**What to do**. Copy every line of the material that contains the string "statue", treating uppercase and lowercase as different.
# # #
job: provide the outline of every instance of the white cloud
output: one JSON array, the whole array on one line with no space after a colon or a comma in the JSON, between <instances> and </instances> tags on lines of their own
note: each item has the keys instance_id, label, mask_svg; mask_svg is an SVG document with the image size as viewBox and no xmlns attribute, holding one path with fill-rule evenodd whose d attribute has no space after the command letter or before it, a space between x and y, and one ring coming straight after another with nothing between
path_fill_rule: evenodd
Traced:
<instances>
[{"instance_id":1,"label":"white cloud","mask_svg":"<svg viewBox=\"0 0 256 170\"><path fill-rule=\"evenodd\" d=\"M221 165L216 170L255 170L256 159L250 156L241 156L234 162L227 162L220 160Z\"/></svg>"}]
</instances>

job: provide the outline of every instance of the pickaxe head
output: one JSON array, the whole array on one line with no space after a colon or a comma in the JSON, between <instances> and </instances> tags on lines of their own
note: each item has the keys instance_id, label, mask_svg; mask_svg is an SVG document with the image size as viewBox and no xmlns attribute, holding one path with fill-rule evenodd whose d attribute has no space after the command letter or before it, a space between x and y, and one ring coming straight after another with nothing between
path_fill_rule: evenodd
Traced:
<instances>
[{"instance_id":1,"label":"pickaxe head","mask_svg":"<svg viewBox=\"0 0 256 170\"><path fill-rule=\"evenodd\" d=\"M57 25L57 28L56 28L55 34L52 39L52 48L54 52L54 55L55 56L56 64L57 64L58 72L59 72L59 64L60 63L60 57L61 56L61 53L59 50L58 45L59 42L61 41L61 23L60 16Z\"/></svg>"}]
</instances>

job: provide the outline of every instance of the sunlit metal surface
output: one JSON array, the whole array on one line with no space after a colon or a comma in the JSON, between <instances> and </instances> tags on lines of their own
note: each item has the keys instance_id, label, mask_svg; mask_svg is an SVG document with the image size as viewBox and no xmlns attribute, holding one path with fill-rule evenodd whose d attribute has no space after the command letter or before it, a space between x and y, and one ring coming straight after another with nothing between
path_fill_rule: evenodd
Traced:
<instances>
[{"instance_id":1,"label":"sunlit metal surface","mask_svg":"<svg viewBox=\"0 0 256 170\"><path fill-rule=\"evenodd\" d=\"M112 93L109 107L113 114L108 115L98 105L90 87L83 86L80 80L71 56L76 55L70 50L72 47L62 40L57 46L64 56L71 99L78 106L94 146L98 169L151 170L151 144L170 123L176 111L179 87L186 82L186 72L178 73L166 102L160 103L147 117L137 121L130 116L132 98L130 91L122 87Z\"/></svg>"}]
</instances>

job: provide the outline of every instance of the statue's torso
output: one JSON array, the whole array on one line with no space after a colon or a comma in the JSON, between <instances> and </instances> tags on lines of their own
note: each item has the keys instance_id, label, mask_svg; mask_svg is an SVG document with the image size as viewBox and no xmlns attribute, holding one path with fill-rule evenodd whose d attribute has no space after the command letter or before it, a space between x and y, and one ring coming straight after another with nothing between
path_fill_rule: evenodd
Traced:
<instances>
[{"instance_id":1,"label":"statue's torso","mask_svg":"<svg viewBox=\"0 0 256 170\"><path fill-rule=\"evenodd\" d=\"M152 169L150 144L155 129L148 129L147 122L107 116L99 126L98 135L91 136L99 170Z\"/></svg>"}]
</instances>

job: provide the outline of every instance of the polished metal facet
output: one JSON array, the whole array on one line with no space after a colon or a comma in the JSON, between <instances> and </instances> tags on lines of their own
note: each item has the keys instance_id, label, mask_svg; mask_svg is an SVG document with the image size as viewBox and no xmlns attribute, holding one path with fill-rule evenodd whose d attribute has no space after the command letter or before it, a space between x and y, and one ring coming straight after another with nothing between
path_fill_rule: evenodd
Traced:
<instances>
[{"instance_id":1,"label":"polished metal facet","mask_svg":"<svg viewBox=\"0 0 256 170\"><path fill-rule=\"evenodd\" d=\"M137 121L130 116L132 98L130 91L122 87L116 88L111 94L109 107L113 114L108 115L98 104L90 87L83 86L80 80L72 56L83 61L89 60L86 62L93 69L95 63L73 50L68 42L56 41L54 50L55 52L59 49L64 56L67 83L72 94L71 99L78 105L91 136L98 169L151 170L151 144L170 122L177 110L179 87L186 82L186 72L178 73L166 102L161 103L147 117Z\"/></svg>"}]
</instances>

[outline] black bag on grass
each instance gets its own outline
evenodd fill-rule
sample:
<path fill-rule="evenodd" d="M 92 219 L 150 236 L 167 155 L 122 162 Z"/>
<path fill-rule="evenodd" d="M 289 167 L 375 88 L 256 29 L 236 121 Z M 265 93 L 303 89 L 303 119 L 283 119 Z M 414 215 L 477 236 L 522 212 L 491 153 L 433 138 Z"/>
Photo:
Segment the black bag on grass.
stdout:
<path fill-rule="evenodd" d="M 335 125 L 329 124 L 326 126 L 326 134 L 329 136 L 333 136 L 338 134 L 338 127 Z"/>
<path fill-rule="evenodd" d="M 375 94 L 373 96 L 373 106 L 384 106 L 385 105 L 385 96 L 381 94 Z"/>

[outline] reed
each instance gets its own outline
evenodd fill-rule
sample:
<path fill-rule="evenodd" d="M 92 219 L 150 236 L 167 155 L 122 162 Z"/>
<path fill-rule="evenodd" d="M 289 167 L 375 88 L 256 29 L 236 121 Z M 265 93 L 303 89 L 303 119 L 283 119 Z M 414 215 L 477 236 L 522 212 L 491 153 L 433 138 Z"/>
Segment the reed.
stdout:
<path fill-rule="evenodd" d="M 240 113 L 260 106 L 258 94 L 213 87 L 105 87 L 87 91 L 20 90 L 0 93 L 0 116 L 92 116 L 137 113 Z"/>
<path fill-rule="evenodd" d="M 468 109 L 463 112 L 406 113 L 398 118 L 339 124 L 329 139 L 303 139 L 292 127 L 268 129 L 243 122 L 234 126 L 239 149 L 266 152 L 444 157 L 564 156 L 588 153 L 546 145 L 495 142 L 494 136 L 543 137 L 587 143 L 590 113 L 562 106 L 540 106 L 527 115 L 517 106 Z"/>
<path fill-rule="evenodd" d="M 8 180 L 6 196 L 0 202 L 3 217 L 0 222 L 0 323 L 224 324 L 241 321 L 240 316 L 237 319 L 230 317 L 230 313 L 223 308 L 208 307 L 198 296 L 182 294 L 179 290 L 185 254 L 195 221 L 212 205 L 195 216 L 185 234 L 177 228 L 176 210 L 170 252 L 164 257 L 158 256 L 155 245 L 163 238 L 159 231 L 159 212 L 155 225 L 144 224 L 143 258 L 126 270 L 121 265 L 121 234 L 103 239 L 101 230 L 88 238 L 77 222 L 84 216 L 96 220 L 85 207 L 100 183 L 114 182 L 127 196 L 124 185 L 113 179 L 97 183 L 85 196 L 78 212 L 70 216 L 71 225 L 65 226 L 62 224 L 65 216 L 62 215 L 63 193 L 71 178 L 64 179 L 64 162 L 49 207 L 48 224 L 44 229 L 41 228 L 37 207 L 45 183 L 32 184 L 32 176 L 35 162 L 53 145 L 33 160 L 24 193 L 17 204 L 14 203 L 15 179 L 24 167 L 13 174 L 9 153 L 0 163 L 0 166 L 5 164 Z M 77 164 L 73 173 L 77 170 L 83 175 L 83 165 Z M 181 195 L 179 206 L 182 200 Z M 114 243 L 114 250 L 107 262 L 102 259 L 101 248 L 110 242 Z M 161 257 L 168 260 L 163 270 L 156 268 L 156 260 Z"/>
# # #
**Correct answer**.
job: provide the outline of every instance of the statue's torso
[{"instance_id":1,"label":"statue's torso","mask_svg":"<svg viewBox=\"0 0 256 170\"><path fill-rule=\"evenodd\" d=\"M152 169L150 144L155 129L148 129L147 122L107 116L99 126L98 135L91 136L99 170Z\"/></svg>"}]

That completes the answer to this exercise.